##### RECORDS SHOWN #####

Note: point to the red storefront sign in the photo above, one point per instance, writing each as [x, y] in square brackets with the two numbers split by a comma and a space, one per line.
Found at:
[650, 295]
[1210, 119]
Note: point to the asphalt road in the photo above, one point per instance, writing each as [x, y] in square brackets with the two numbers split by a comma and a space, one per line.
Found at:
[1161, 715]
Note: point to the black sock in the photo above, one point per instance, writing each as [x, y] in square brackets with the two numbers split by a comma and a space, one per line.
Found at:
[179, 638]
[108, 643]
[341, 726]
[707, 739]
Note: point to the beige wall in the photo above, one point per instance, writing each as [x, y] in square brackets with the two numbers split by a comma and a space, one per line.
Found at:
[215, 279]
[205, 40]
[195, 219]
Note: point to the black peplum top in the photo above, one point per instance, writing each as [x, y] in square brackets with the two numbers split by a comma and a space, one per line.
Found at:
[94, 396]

#####

*TASK INSTRUCTIONS*: Reproduce every row above word for word, keeping each line unchanged and in the same order.

*ANSWER IN FULL*:
Note: point to the red storefront sign in the photo above, one point per instance, writing each as [x, y] in square brackets with the two numbers split by a comma and a space, one per line.
Found at:
[650, 295]
[1210, 119]
Note: point to the asphalt road in the photo above, one point per instance, writing each as [x, y] in square brackets with the two numbers split by a comma and a space, one per line.
Found at:
[1161, 715]
Note: point to the black sock in the photo above, one point per instance, writing each as [x, y] in square brackets with the two numbers split by a comma and a space, one per line.
Found at:
[179, 638]
[108, 643]
[341, 726]
[707, 739]
Note: point to the beige wall in the photo above, one point per instance, writing each as [x, y] in square brackets with the two numbers split by a comma and a space, one per line.
Found at:
[215, 279]
[205, 40]
[195, 219]
Note: point to the black peplum top in the photo above, one point per instance, writing each as [x, y] in square brackets with the two numbers split by a comma and a space, one per line.
Found at:
[94, 396]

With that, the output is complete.